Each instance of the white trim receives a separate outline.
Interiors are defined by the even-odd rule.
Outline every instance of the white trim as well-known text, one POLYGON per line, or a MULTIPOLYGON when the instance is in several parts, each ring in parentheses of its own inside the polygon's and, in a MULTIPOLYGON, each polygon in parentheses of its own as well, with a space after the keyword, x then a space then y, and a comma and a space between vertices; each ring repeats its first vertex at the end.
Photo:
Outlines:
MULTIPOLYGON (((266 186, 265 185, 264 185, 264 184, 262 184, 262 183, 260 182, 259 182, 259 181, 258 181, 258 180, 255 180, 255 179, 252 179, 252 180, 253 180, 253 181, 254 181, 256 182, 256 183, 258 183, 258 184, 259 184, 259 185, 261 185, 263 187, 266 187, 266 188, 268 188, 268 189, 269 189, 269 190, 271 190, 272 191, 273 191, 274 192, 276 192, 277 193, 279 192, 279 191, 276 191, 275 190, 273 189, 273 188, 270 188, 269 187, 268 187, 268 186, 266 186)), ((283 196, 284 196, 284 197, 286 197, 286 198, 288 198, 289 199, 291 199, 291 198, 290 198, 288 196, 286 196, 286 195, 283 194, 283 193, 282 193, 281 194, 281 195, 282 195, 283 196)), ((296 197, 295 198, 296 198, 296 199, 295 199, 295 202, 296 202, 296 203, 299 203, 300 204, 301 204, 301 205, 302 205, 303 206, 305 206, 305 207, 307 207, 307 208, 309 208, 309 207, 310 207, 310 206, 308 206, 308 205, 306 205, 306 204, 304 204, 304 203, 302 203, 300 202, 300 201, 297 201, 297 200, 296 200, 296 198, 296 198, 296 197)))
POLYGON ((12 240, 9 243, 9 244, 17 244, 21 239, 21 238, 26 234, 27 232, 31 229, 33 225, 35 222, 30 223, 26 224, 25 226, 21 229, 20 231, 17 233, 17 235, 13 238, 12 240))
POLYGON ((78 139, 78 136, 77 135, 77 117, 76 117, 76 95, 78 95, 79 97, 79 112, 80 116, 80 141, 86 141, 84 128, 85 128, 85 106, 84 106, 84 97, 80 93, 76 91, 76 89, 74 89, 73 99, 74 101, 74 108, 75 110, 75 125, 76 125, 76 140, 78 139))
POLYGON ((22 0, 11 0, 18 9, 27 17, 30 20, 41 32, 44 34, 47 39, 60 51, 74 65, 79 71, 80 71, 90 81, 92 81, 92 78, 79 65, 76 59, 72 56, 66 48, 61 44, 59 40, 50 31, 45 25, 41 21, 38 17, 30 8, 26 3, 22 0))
···
→ **What the task requires**
Render the part of the items that runs from the start through the line containing "Interiors are defined by the even-odd rule." as a Markdown table with the columns Row and Line, numbering each line and leaving out any blank lines.

→ **Task result**
| Row | Line |
|---|---|
| 1 | Each instance of the white trim receives a separate outline. |
| 2 | Interiors are defined by the even-odd rule. |